DOCUMENT EXTRACT ▸
The gating logic is the whole trick here:

  • push to main, path-filtered to knowledge-base/** — only fires the acc job. Routine doc edits land in the acc environment automatically, with zero manual steps.
  • workflow_dispatch with environment: acc — also runs the acc job. Useful for re-triggering a sync without a new commit (e.g. after fixing a broken IAM policy).
  • workflow_dispatch with environment: prod — the only path that touches prod. Promotion to production is always a deliberate, manual action, never a side effect of a push.

Both jobs delegate to the same reusable workflow (sync-bedrock-knowledge-base.yml@v2), parameterized per environment. The reusable workflow does the actual work: sync the source-dir to the S3 bucket-name under bucket-prefix, then call StartIngestionJob against data-source-id. Centralizing that logic in one reusable workflow means every team adopting this pattern gets the same sync behavior — and a fix to the sync logic ships everywhere at once instead of needing fifteen copy-pasted workflow files updated individually.

RECORD EXCERPTS ▸
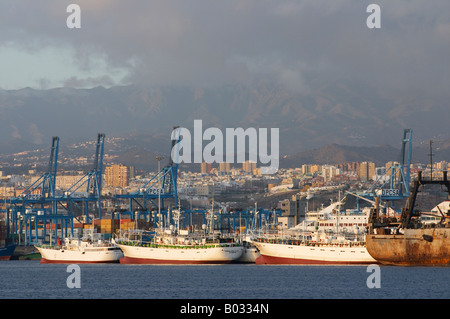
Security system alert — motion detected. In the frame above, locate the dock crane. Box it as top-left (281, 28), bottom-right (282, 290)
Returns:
top-left (3, 136), bottom-right (73, 245)
top-left (347, 129), bottom-right (412, 215)
top-left (61, 133), bottom-right (105, 223)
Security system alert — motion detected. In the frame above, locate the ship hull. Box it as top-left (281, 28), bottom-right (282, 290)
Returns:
top-left (119, 244), bottom-right (243, 264)
top-left (235, 247), bottom-right (261, 263)
top-left (254, 242), bottom-right (376, 265)
top-left (37, 247), bottom-right (123, 264)
top-left (366, 228), bottom-right (450, 266)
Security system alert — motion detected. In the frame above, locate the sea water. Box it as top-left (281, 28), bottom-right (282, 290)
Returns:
top-left (0, 260), bottom-right (450, 300)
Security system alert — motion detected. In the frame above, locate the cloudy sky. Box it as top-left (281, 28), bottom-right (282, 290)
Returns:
top-left (0, 0), bottom-right (450, 99)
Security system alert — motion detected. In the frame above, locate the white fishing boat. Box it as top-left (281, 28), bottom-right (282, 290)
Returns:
top-left (252, 201), bottom-right (376, 264)
top-left (253, 234), bottom-right (376, 265)
top-left (117, 210), bottom-right (243, 264)
top-left (35, 229), bottom-right (123, 264)
top-left (117, 231), bottom-right (243, 264)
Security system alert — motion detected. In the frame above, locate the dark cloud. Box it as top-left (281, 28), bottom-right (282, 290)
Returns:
top-left (0, 0), bottom-right (450, 96)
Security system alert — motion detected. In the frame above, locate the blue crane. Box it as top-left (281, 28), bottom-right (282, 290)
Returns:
top-left (59, 133), bottom-right (105, 223)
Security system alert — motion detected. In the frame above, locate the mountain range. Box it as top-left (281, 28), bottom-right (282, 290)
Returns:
top-left (0, 81), bottom-right (450, 171)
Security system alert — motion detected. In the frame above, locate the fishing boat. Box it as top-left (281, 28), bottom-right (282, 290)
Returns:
top-left (367, 171), bottom-right (450, 266)
top-left (253, 232), bottom-right (376, 265)
top-left (35, 229), bottom-right (123, 264)
top-left (234, 239), bottom-right (261, 263)
top-left (252, 198), bottom-right (376, 265)
top-left (117, 229), bottom-right (243, 264)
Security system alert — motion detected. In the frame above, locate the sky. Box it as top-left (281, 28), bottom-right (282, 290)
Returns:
top-left (0, 0), bottom-right (450, 97)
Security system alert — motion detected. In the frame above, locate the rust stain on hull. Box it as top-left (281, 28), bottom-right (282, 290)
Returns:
top-left (366, 228), bottom-right (450, 266)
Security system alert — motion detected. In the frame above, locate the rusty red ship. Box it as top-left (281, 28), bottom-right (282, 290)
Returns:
top-left (366, 171), bottom-right (450, 266)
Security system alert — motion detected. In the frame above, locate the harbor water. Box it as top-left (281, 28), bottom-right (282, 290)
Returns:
top-left (0, 260), bottom-right (450, 300)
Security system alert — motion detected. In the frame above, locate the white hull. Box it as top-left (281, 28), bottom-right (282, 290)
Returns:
top-left (253, 242), bottom-right (376, 264)
top-left (118, 244), bottom-right (243, 264)
top-left (236, 247), bottom-right (260, 263)
top-left (36, 247), bottom-right (123, 263)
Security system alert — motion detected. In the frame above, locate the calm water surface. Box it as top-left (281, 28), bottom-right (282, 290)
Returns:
top-left (0, 260), bottom-right (450, 299)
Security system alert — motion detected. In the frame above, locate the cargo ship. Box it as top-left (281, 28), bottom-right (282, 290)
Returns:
top-left (35, 229), bottom-right (123, 264)
top-left (117, 229), bottom-right (243, 264)
top-left (366, 171), bottom-right (450, 266)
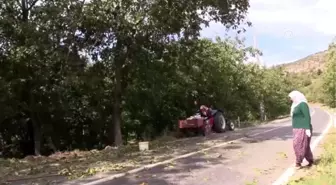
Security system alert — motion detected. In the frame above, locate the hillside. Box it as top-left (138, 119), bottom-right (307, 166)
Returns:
top-left (279, 51), bottom-right (327, 73)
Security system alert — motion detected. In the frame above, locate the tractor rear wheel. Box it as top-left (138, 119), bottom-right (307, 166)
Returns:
top-left (227, 120), bottom-right (236, 131)
top-left (214, 112), bottom-right (227, 133)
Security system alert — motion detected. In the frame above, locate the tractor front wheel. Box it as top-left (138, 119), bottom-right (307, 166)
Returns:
top-left (214, 112), bottom-right (227, 133)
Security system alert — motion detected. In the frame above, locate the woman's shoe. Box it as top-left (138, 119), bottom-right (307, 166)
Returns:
top-left (307, 161), bottom-right (314, 167)
top-left (295, 163), bottom-right (302, 170)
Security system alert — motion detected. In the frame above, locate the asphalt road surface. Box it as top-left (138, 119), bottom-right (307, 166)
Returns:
top-left (69, 107), bottom-right (329, 185)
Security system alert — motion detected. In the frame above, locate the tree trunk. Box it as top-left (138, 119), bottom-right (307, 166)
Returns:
top-left (31, 113), bottom-right (42, 156)
top-left (109, 47), bottom-right (124, 147)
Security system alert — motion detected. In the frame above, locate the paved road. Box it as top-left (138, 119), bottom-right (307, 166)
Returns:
top-left (69, 105), bottom-right (329, 185)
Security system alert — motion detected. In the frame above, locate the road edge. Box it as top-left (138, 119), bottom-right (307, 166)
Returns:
top-left (63, 118), bottom-right (289, 185)
top-left (272, 107), bottom-right (334, 185)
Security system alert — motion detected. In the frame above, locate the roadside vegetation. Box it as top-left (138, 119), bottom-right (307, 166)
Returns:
top-left (0, 0), bottom-right (336, 183)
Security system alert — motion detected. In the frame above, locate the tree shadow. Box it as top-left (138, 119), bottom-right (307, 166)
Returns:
top-left (58, 154), bottom-right (230, 185)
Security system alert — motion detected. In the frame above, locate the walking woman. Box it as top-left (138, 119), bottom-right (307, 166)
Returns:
top-left (289, 91), bottom-right (314, 168)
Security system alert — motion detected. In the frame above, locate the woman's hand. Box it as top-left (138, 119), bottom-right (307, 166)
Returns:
top-left (306, 129), bottom-right (311, 137)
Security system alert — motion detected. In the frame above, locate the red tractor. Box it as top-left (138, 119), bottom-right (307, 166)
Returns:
top-left (179, 105), bottom-right (235, 136)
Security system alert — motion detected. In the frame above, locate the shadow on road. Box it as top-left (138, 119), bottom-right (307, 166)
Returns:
top-left (74, 155), bottom-right (226, 185)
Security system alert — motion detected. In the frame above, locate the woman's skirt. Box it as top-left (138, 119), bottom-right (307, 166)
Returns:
top-left (293, 128), bottom-right (313, 164)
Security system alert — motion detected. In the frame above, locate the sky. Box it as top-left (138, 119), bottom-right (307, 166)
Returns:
top-left (201, 0), bottom-right (336, 66)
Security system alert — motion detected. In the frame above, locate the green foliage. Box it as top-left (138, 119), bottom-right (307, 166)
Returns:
top-left (323, 42), bottom-right (336, 107)
top-left (0, 0), bottom-right (292, 156)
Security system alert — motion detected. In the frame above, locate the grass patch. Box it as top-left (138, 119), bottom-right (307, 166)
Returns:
top-left (289, 128), bottom-right (336, 185)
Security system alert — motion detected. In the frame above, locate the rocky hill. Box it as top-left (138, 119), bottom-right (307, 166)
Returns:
top-left (279, 51), bottom-right (327, 73)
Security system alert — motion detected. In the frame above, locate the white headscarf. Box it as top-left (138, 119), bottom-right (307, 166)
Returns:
top-left (288, 91), bottom-right (307, 116)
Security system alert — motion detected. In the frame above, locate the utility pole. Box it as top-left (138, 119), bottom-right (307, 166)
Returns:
top-left (253, 34), bottom-right (266, 121)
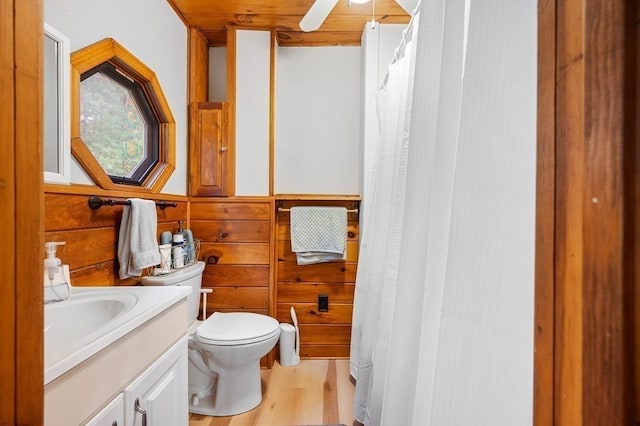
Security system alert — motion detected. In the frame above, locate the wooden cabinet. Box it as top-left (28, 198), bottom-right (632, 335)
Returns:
top-left (189, 102), bottom-right (235, 196)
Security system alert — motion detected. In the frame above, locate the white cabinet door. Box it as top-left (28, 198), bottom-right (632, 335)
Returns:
top-left (124, 336), bottom-right (189, 426)
top-left (86, 394), bottom-right (124, 426)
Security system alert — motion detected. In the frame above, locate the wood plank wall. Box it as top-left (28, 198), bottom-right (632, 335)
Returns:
top-left (190, 198), bottom-right (273, 315)
top-left (276, 200), bottom-right (359, 358)
top-left (42, 190), bottom-right (359, 366)
top-left (42, 187), bottom-right (187, 287)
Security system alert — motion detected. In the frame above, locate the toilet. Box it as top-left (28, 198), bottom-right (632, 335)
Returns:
top-left (141, 261), bottom-right (280, 416)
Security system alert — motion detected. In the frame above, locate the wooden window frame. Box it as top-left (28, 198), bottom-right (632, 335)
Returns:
top-left (71, 38), bottom-right (176, 193)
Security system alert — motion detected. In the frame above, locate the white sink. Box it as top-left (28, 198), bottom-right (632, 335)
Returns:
top-left (44, 286), bottom-right (190, 385)
top-left (44, 289), bottom-right (138, 364)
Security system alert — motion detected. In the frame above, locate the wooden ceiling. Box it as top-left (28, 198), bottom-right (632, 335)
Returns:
top-left (167, 0), bottom-right (410, 46)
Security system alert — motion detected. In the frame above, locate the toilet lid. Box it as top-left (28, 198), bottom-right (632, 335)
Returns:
top-left (195, 312), bottom-right (280, 345)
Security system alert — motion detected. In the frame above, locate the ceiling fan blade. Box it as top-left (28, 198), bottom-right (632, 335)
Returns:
top-left (300, 0), bottom-right (338, 32)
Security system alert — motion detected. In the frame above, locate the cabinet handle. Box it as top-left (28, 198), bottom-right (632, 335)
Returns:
top-left (134, 398), bottom-right (147, 426)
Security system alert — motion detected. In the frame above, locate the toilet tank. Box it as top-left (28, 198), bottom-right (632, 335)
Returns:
top-left (140, 261), bottom-right (204, 324)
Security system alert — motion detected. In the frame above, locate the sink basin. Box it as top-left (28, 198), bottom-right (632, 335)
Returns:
top-left (44, 289), bottom-right (138, 372)
top-left (44, 291), bottom-right (138, 347)
top-left (44, 286), bottom-right (191, 385)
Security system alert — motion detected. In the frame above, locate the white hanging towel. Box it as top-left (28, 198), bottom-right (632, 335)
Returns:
top-left (291, 206), bottom-right (347, 265)
top-left (118, 198), bottom-right (160, 279)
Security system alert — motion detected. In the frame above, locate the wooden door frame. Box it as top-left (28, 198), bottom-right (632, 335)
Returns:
top-left (0, 0), bottom-right (44, 425)
top-left (534, 0), bottom-right (640, 426)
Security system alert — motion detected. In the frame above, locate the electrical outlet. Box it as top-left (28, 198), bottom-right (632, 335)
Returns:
top-left (318, 294), bottom-right (329, 312)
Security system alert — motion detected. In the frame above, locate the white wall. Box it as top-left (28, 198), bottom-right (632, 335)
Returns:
top-left (236, 30), bottom-right (271, 195)
top-left (209, 46), bottom-right (227, 102)
top-left (44, 0), bottom-right (188, 195)
top-left (274, 47), bottom-right (361, 194)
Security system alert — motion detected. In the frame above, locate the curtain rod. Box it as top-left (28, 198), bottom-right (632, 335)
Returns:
top-left (89, 195), bottom-right (178, 210)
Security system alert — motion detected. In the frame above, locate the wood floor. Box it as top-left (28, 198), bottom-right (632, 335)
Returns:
top-left (189, 359), bottom-right (359, 426)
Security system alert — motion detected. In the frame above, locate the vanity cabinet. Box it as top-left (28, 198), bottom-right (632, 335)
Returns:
top-left (86, 394), bottom-right (124, 426)
top-left (123, 336), bottom-right (189, 426)
top-left (189, 102), bottom-right (235, 197)
top-left (87, 336), bottom-right (189, 426)
top-left (44, 300), bottom-right (189, 426)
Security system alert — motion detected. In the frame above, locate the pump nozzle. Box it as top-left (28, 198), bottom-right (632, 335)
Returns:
top-left (44, 241), bottom-right (66, 283)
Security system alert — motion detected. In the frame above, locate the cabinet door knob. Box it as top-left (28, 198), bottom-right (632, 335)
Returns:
top-left (134, 398), bottom-right (147, 426)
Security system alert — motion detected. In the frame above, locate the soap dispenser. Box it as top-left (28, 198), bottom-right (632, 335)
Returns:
top-left (44, 241), bottom-right (70, 302)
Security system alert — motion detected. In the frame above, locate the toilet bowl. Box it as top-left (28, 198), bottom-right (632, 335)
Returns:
top-left (141, 262), bottom-right (280, 416)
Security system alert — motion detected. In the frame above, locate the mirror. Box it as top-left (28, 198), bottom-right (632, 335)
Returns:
top-left (43, 23), bottom-right (71, 184)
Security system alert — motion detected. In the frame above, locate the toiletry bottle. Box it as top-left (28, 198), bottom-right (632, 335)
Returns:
top-left (44, 241), bottom-right (65, 285)
top-left (183, 229), bottom-right (195, 264)
top-left (172, 220), bottom-right (184, 268)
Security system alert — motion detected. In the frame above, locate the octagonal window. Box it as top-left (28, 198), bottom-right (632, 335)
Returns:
top-left (80, 62), bottom-right (159, 185)
top-left (71, 39), bottom-right (175, 192)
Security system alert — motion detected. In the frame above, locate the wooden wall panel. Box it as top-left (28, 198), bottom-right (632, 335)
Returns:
top-left (42, 190), bottom-right (188, 286)
top-left (207, 286), bottom-right (269, 311)
top-left (278, 262), bottom-right (357, 283)
top-left (278, 281), bottom-right (356, 303)
top-left (191, 198), bottom-right (271, 220)
top-left (276, 198), bottom-right (359, 358)
top-left (276, 300), bottom-right (353, 324)
top-left (195, 198), bottom-right (277, 368)
top-left (196, 241), bottom-right (270, 265)
top-left (203, 265), bottom-right (270, 287)
top-left (191, 219), bottom-right (271, 243)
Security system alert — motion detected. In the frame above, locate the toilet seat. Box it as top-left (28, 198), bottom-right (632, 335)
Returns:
top-left (193, 312), bottom-right (280, 346)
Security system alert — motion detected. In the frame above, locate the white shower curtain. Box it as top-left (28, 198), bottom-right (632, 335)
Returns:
top-left (350, 0), bottom-right (537, 426)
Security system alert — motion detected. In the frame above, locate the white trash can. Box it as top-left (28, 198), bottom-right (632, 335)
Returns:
top-left (280, 323), bottom-right (296, 367)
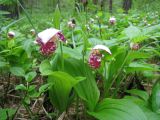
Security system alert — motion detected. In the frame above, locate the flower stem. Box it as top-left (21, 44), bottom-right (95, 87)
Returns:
top-left (60, 42), bottom-right (64, 71)
top-left (76, 95), bottom-right (79, 120)
top-left (72, 30), bottom-right (76, 48)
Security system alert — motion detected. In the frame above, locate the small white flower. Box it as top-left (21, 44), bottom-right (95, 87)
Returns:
top-left (93, 45), bottom-right (112, 54)
top-left (38, 28), bottom-right (60, 44)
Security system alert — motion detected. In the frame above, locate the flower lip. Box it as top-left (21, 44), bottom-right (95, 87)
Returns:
top-left (8, 31), bottom-right (15, 37)
top-left (109, 17), bottom-right (116, 21)
top-left (93, 45), bottom-right (112, 55)
top-left (38, 28), bottom-right (60, 44)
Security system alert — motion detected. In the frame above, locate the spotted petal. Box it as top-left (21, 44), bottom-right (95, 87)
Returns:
top-left (38, 28), bottom-right (60, 44)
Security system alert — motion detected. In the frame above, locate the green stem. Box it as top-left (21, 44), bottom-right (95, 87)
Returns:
top-left (98, 19), bottom-right (102, 39)
top-left (105, 52), bottom-right (130, 97)
top-left (72, 30), bottom-right (76, 48)
top-left (60, 42), bottom-right (64, 71)
top-left (23, 103), bottom-right (34, 119)
top-left (17, 0), bottom-right (36, 30)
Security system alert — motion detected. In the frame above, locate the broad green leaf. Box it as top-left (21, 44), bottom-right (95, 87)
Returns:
top-left (48, 71), bottom-right (82, 112)
top-left (105, 49), bottom-right (127, 94)
top-left (124, 26), bottom-right (141, 40)
top-left (52, 54), bottom-right (100, 111)
top-left (53, 5), bottom-right (61, 29)
top-left (39, 60), bottom-right (53, 76)
top-left (89, 98), bottom-right (147, 120)
top-left (63, 46), bottom-right (82, 59)
top-left (151, 83), bottom-right (160, 113)
top-left (65, 59), bottom-right (100, 111)
top-left (126, 89), bottom-right (149, 101)
top-left (10, 67), bottom-right (25, 76)
top-left (126, 62), bottom-right (159, 72)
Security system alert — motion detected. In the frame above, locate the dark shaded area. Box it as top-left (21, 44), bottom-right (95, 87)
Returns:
top-left (123, 0), bottom-right (132, 13)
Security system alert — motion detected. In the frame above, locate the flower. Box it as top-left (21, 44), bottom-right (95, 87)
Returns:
top-left (88, 45), bottom-right (112, 69)
top-left (8, 31), bottom-right (15, 39)
top-left (68, 19), bottom-right (76, 28)
top-left (130, 42), bottom-right (140, 51)
top-left (35, 28), bottom-right (67, 55)
top-left (109, 17), bottom-right (116, 25)
top-left (30, 29), bottom-right (36, 36)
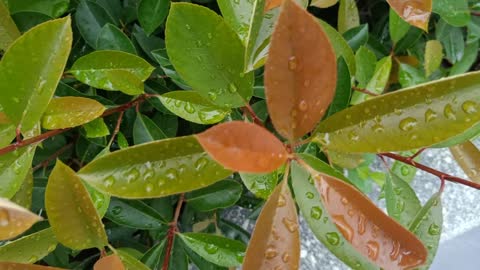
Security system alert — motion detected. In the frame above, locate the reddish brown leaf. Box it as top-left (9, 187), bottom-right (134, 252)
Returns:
top-left (196, 121), bottom-right (288, 173)
top-left (265, 0), bottom-right (337, 141)
top-left (243, 178), bottom-right (300, 270)
top-left (93, 254), bottom-right (125, 270)
top-left (387, 0), bottom-right (432, 31)
top-left (315, 175), bottom-right (428, 270)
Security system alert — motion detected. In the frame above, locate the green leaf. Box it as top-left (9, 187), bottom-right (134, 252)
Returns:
top-left (0, 228), bottom-right (58, 263)
top-left (318, 19), bottom-right (356, 74)
top-left (338, 0), bottom-right (360, 33)
top-left (425, 40), bottom-right (443, 77)
top-left (385, 173), bottom-right (422, 227)
top-left (409, 193), bottom-right (443, 270)
top-left (133, 114), bottom-right (167, 144)
top-left (291, 159), bottom-right (378, 269)
top-left (165, 3), bottom-right (253, 107)
top-left (42, 97), bottom-right (105, 129)
top-left (0, 17), bottom-right (72, 132)
top-left (185, 180), bottom-right (243, 212)
top-left (79, 136), bottom-right (231, 198)
top-left (388, 8), bottom-right (410, 43)
top-left (70, 51), bottom-right (154, 95)
top-left (355, 46), bottom-right (377, 88)
top-left (0, 2), bottom-right (20, 50)
top-left (314, 72), bottom-right (480, 153)
top-left (45, 160), bottom-right (108, 250)
top-left (75, 0), bottom-right (115, 48)
top-left (138, 0), bottom-right (170, 35)
top-left (159, 91), bottom-right (229, 125)
top-left (178, 233), bottom-right (246, 267)
top-left (96, 23), bottom-right (137, 54)
top-left (433, 0), bottom-right (470, 27)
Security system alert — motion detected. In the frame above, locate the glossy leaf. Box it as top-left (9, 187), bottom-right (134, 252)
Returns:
top-left (314, 72), bottom-right (480, 153)
top-left (0, 198), bottom-right (42, 240)
top-left (314, 175), bottom-right (427, 269)
top-left (93, 254), bottom-right (125, 270)
top-left (42, 97), bottom-right (105, 129)
top-left (75, 0), bottom-right (115, 48)
top-left (450, 141), bottom-right (480, 182)
top-left (178, 233), bottom-right (245, 267)
top-left (0, 228), bottom-right (58, 264)
top-left (0, 3), bottom-right (20, 50)
top-left (0, 17), bottom-right (72, 132)
top-left (387, 0), bottom-right (432, 31)
top-left (79, 136), bottom-right (231, 198)
top-left (96, 23), bottom-right (137, 54)
top-left (425, 40), bottom-right (443, 77)
top-left (160, 91), bottom-right (228, 125)
top-left (243, 181), bottom-right (300, 270)
top-left (196, 121), bottom-right (288, 173)
top-left (186, 180), bottom-right (243, 212)
top-left (292, 159), bottom-right (378, 269)
top-left (265, 0), bottom-right (337, 141)
top-left (384, 173), bottom-right (422, 226)
top-left (106, 198), bottom-right (166, 230)
top-left (138, 0), bottom-right (170, 36)
top-left (70, 51), bottom-right (153, 95)
top-left (165, 3), bottom-right (253, 107)
top-left (338, 0), bottom-right (360, 33)
top-left (409, 193), bottom-right (443, 270)
top-left (45, 160), bottom-right (108, 250)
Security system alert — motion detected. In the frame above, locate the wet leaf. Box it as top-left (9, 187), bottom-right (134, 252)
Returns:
top-left (196, 121), bottom-right (288, 173)
top-left (70, 51), bottom-right (153, 95)
top-left (42, 97), bottom-right (105, 129)
top-left (0, 2), bottom-right (20, 50)
top-left (185, 180), bottom-right (243, 212)
top-left (165, 3), bottom-right (253, 108)
top-left (160, 91), bottom-right (229, 125)
top-left (0, 17), bottom-right (72, 132)
top-left (450, 141), bottom-right (480, 182)
top-left (338, 0), bottom-right (360, 34)
top-left (138, 0), bottom-right (170, 36)
top-left (409, 193), bottom-right (443, 270)
top-left (387, 0), bottom-right (432, 31)
top-left (93, 254), bottom-right (125, 270)
top-left (178, 233), bottom-right (245, 267)
top-left (384, 173), bottom-right (422, 227)
top-left (314, 175), bottom-right (427, 269)
top-left (314, 72), bottom-right (480, 153)
top-left (0, 228), bottom-right (58, 264)
top-left (79, 136), bottom-right (231, 198)
top-left (0, 198), bottom-right (42, 240)
top-left (292, 158), bottom-right (378, 269)
top-left (265, 0), bottom-right (337, 141)
top-left (45, 160), bottom-right (108, 250)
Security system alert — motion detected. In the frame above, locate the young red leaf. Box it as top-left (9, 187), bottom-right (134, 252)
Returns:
top-left (243, 181), bottom-right (300, 270)
top-left (265, 0), bottom-right (337, 141)
top-left (315, 175), bottom-right (428, 270)
top-left (196, 121), bottom-right (288, 173)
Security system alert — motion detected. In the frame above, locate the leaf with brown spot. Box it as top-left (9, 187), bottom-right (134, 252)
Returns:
top-left (243, 178), bottom-right (300, 270)
top-left (0, 198), bottom-right (42, 240)
top-left (387, 0), bottom-right (432, 31)
top-left (450, 141), bottom-right (480, 183)
top-left (93, 254), bottom-right (125, 270)
top-left (196, 121), bottom-right (288, 173)
top-left (265, 0), bottom-right (337, 141)
top-left (315, 175), bottom-right (428, 270)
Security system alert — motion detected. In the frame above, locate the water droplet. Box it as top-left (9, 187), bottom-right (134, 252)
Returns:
top-left (398, 117), bottom-right (417, 131)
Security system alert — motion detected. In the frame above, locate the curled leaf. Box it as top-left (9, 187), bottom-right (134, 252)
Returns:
top-left (0, 198), bottom-right (43, 240)
top-left (196, 121), bottom-right (288, 173)
top-left (265, 0), bottom-right (337, 141)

REQUIREMENT ▸
In the excerpt on the sync workflow's gating logic, which trigger is the only one that touches prod?

YOUR SOLUTION ▸
workflow_dispatch with environment: prod